• [Short problem A]: Please find every row that contains the string "hanging" and copy each of those rows in full.
• [Short problem B]: Extend the passage on loose core star polymers with the next part, picking up after its final sentence.

***** Passage shown

In some embodiments, the loose core star polymers may also require significantly less cross linker and/or chain transfer agent in their preparation. The chain transfer agents are often the most expensive components used to prepare these materials so any decrease in the amounts required to prepare the star polymer can have a significant impact on the costs of the polymer, and so is highly desirable.


Another benefit of the loose core star polymers of the invention is that they, in some embodiments, can be made with a significantly lower amount of multi-functional monomer while still providing a star with the same number and size (molecular weight) arms, and so likely similar performance. The multi-functional monomer is another very expensive component used in the preparation of star polymers so any decrease in the amount of multi-functional monomer required to prepare the star polymer can have a significant impact on the costs of the polymer, and so is highly desirable.


The loose core star polymers of the invention are star polymers containing at least three arms. The core of the loose core star polymer is a crosslinked network derived from a mixture of monomers that includes (a) one or more multi-functional monomers, and (b) one or more mono-functional monomers. The arms of the loose core star polymer are derived from a polymer chain mixture comprising polymer arm precursors made from (i) one or more mono-functional monomers, wherein said precursors include at least one reactive end group. In some embodiments, the polymer arm precursors made from a mixture of (i) one or more mono-functional monomers, (ii) a chain transfer agent, and (iii) an initiator, wherein said precursors include at least one reactive end group.


The term “reactive end group” as used herein means a functional group located at or near the end of the described polymer arm precursors. These functional groups are capable of further reaction with other monomers or polymers and are sometimes referred to as “living”. The specific types of end group typically vary from one method of polymerization to another, which are discussed in greater detail below. Examples of suitable end groups include dithiocarbonates (also known as xanthates), trithiocarbonates, halogens, nitroxides, etc. Any of the various methods of polymerization, and reactive end groups, may be used to produce the star polymers of the present invention, so long as the described polymer arm precursors can be prepared to have a reactive end group.


In some embodiments, the loose core star polymers can have a number average molecular weight from about 60,000 up to about 1,500,000 or from about 70,000, 100,000, or even 200,000 up to about 400,000, 750,000, or even 1,300,000. The loose core star polymers can have a number average molecular weight of at least about 70,000, 150,000, or even 250,000 and no more than about 1,500,000, 900,000, or even 350,000.


In some embodiments, the core of the loose core star polymers can have a number average molecular weight from about 5,000 up to about 200,000, or from about 6,000 up to about 150,000 or even from about 7,000 up to about 140,000. The core of the loose core star polymers can have a number average molecular weight of at least about 6,500, 10,000, or even 25,000 and no more than about 135,000, 100,000, or even 50,000.


In some embodiments, the arms of the loose core star polymers can have a number average molecular weight from about 5,000 up to about 100,000, or from about 7,000 up to 70,000 or even from about 8,000 up to about 50,000, where the molecular weight is in regards to each individual arm. The arms can have a number average molecular weight of at least about 7,500, 10,000 or even 20,000 and no more than about 55,000, 50,000 or even 40,000, where the molecular weight is in regards to each individual arm. In some embodiments, the loose core star polymers can have from about 8 up to about 22 arms.

**********
***** Provided material

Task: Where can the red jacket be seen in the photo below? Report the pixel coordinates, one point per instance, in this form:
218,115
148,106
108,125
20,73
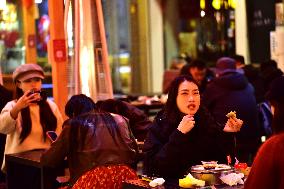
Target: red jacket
268,167
90,145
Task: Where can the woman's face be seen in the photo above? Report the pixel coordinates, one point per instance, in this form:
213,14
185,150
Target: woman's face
33,83
188,98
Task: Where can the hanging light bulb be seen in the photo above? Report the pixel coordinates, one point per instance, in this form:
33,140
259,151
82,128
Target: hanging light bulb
202,4
2,4
232,3
216,4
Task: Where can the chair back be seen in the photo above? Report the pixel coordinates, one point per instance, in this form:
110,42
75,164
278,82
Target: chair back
105,177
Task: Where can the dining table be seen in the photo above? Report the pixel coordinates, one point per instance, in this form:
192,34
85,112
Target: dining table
24,170
171,184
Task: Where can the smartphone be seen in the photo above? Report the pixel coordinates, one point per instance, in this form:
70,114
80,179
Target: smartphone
51,135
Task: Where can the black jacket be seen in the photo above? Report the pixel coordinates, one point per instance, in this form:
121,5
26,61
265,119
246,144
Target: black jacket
99,147
170,153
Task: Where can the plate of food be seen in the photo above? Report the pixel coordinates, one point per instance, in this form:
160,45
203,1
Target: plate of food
210,172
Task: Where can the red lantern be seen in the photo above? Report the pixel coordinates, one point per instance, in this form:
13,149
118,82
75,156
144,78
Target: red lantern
27,3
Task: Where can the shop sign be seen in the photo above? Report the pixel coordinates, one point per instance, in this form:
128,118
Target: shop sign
59,50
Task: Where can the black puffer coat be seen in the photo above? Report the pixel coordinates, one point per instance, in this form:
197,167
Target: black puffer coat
170,153
98,146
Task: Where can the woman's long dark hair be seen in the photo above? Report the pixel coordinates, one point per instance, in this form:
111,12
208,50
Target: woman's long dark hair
84,122
47,118
171,110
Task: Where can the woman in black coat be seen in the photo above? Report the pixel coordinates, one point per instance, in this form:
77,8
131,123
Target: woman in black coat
183,134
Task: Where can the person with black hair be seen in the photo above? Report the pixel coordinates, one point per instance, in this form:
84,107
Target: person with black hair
138,120
91,138
184,133
268,167
26,119
198,70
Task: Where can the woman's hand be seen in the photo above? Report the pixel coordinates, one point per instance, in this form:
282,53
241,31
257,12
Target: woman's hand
233,125
23,102
186,124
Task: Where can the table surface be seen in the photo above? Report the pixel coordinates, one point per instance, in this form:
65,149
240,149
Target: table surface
28,158
139,184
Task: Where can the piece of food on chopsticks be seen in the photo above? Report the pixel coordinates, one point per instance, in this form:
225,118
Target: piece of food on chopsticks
189,181
232,114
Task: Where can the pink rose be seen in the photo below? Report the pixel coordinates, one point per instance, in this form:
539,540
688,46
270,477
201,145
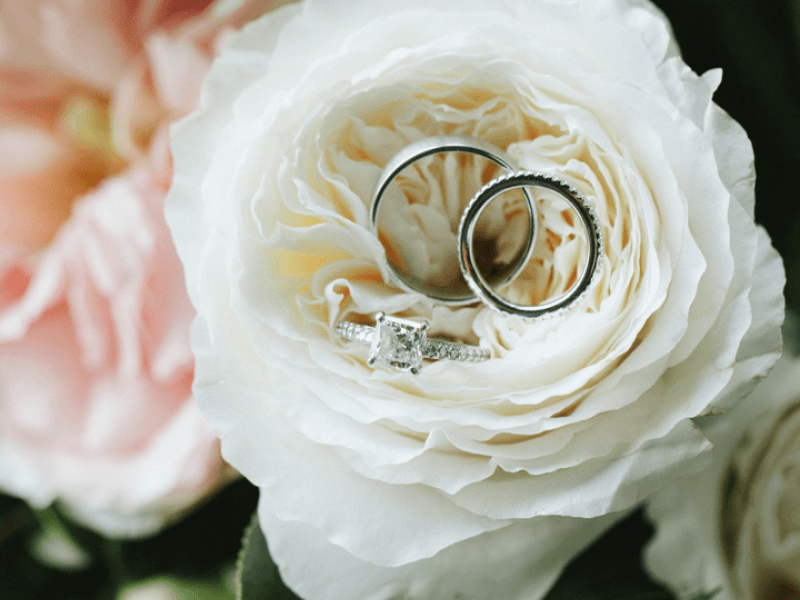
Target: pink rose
96,408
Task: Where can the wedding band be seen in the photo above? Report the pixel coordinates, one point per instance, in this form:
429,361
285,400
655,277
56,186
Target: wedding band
439,145
401,344
521,179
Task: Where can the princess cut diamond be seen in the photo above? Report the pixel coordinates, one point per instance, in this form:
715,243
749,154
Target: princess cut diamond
397,343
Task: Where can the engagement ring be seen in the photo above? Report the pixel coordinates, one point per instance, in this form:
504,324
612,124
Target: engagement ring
401,344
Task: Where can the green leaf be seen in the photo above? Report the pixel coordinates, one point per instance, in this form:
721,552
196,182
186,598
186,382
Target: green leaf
176,587
257,577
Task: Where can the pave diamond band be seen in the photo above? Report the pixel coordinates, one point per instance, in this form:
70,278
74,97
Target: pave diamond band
402,344
581,207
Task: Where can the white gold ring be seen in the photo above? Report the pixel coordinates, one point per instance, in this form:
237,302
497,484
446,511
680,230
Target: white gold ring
582,208
439,145
401,344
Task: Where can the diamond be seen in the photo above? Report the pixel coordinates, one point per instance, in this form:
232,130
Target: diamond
397,343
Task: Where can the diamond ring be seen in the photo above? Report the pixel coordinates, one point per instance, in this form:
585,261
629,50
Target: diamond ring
440,145
580,206
401,344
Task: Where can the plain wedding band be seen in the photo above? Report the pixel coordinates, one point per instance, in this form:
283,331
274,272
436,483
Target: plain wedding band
438,145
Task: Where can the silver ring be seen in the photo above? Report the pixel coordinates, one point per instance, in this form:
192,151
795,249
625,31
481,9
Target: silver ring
401,344
584,210
439,145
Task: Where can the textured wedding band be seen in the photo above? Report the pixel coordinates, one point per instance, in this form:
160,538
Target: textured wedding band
401,344
586,214
439,145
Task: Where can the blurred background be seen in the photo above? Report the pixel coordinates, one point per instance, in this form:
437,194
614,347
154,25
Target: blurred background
757,44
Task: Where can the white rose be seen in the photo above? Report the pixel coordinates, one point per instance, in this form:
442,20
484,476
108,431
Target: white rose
476,479
734,527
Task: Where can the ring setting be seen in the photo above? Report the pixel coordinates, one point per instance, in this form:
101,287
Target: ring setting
402,344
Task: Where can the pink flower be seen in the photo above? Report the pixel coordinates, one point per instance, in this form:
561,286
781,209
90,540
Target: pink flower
96,409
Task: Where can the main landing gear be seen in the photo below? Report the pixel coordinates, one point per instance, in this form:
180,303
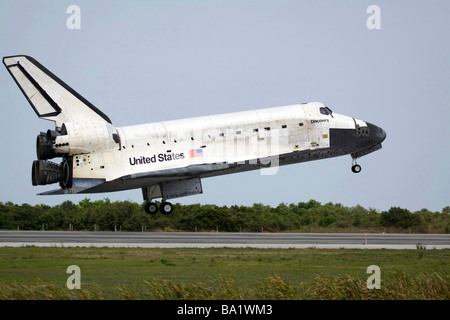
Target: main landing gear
356,168
165,207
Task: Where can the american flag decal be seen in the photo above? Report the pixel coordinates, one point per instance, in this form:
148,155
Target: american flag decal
195,153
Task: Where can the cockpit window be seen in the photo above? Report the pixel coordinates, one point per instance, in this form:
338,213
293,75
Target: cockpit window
326,111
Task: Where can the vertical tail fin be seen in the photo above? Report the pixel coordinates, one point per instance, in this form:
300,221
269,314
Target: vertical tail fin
51,98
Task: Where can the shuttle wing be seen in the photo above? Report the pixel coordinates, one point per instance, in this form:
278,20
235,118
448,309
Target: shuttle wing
50,97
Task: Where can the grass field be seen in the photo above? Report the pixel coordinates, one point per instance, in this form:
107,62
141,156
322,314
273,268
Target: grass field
226,273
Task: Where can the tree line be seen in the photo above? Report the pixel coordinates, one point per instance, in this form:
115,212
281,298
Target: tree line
311,216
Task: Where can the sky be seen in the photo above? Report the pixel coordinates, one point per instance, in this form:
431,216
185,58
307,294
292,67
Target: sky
148,61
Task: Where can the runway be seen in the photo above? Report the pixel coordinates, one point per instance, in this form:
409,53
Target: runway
222,239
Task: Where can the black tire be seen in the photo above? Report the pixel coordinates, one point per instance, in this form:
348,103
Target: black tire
166,208
151,208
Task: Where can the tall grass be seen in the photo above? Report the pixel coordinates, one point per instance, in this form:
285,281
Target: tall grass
400,286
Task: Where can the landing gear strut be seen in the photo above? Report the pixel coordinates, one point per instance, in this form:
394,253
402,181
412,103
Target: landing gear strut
356,168
152,208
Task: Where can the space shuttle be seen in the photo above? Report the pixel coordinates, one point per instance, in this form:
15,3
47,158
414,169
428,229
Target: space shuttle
169,159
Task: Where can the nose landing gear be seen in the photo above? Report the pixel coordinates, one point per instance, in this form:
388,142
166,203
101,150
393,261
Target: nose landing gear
356,168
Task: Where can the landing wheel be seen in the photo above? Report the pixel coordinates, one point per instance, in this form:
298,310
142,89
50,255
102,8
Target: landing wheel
166,208
151,208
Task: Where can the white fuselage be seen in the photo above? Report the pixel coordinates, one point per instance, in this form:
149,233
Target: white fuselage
233,138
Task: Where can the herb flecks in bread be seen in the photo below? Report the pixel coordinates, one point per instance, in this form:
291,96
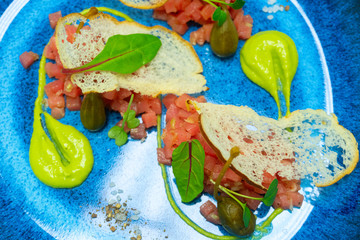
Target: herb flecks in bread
144,4
176,68
317,147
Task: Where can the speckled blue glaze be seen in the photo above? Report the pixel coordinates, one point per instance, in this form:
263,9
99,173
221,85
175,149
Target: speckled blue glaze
31,210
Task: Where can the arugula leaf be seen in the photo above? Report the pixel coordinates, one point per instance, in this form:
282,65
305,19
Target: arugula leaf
133,123
188,168
270,194
121,139
219,16
123,54
114,132
237,4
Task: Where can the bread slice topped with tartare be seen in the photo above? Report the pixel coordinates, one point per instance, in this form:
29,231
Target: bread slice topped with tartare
175,69
306,144
144,4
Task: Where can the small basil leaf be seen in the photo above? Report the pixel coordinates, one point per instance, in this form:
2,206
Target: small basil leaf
217,13
246,216
222,18
123,54
270,195
188,168
121,139
131,114
133,123
114,132
237,4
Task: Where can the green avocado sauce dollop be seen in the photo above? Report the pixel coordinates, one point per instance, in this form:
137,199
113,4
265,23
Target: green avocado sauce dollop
66,160
270,60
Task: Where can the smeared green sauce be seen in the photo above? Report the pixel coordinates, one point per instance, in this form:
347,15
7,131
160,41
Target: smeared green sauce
66,160
270,60
259,231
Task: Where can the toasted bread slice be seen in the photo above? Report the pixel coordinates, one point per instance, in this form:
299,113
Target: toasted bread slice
175,69
144,4
306,144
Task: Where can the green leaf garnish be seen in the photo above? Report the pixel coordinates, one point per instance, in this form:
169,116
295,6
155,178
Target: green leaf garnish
188,168
129,117
219,16
133,123
114,132
270,195
268,199
121,139
237,4
122,54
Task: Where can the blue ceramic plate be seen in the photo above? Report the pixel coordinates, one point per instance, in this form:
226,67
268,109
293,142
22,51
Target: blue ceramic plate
327,39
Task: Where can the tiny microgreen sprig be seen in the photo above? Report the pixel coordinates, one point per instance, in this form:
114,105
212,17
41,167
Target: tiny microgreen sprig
129,117
220,15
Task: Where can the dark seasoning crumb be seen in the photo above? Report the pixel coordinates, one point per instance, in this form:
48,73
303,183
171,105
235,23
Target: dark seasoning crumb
118,215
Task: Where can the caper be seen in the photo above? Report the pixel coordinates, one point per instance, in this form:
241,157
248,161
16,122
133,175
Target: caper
92,112
231,217
224,39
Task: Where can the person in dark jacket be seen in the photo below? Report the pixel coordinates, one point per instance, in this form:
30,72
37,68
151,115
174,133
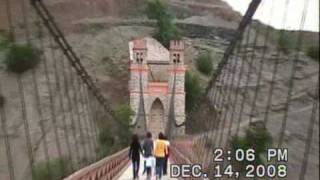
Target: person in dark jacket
134,155
148,152
165,165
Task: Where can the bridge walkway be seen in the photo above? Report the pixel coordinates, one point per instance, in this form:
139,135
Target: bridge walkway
127,174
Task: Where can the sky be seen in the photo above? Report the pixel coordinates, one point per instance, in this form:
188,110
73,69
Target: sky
275,18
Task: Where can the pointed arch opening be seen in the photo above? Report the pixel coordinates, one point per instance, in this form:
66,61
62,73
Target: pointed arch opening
156,122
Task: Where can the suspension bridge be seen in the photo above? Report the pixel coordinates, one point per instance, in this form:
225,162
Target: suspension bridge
57,108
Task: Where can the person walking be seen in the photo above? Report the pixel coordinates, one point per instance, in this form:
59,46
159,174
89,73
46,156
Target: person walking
160,152
134,155
165,164
148,154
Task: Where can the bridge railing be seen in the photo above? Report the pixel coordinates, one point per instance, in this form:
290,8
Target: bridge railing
107,168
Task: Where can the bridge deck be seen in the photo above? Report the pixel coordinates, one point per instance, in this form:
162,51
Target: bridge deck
127,175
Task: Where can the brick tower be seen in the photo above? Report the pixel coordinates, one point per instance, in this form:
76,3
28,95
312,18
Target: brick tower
157,67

**********

• [Final result A]:
Task: Where can the hanging light bulb be seen in the photo above? Report the pixel coordinates, one point per instance, in this form:
Target: hanging light bulb

• [Final result B]:
It is understood that the molecular weight values and ranges provided herein are based on calculations using the amounts and ratios of the components used in the preparation of the star polymers of the invention.


As used herein terms such as “the star polymer has (or contains) monomers composed of” means the star polymer comprises units derived from the particular monomer referred to.


As used herein, the term “(meth)acryl” means acryl or methacryl.


As noted above, the star polymer of the invention may be prepared by a number of polymerisation processes known in the art, however in some embodiments the loose core star polymers of the invention are prepared by a free radical polymerisation such as anionic polymerisation, or a controlled free radical polymerisation such as RAFT (Reversible Addition Fragmentation Transfer), or ATRP (Atom Transfer Radical Polymerisation), or nitroxide-mediated polymerisation (NMP). In one embodiment, the star polymer may be obtained/obtainable from RAFT, ATRP or anionic polymerisation processes. In one embodiment, the star polymer may be obtained/obtainable from RAFT or ATRP polymerisation processes. In one embodiment, the loose core star polymer are obtained/obtainable from a RAFT polymerisation process.


More detailed descriptions of polymerisation mechanisms and related chemistry is discussed for nitroxide-mediated polymerisation (Chapter 10, pages 463 to 522), ATRP (Chapter 11, pages 523 to 628) and RAFT (Chapter 12, pages 629 to 690) in the Handbook of Radical Polymerization, edited by Krzysztof Matyjaszewski and Thomas P. Davis, 2002, published by John Wiley and Sons Inc. (hereinafter referred to as “Matyjaszewski et al.”).


When the star polymer is derivable from a RAFT polymerisation, chain transfer agents are important. A more detailed review of suitable chain transfer agents is found in international publication WO 06/047393.


The discussion of the polymer mechanism of ATRP polymerisation is shown on page 524 in reaction scheme 11.1, page 566 reaction scheme 11.4, reaction scheme 11.7 on page 571, reaction scheme 11.8 on page 572 and reaction scheme 11.9 on page 575 of Matyjaszewski et al.


In ATRP polymerisation, groups that may be transferred by a radical mechanism include halogens (from a halogen-containing compound) or various ligands. A more detailed review of groups that may be transferred is described in U.S. Pat. No. 6,391,996. Reagents and polymerisation conditions which may be suitable to prepare the star polymer of the present invention are also described in international publications WO 04/087850 and WO 07/025837.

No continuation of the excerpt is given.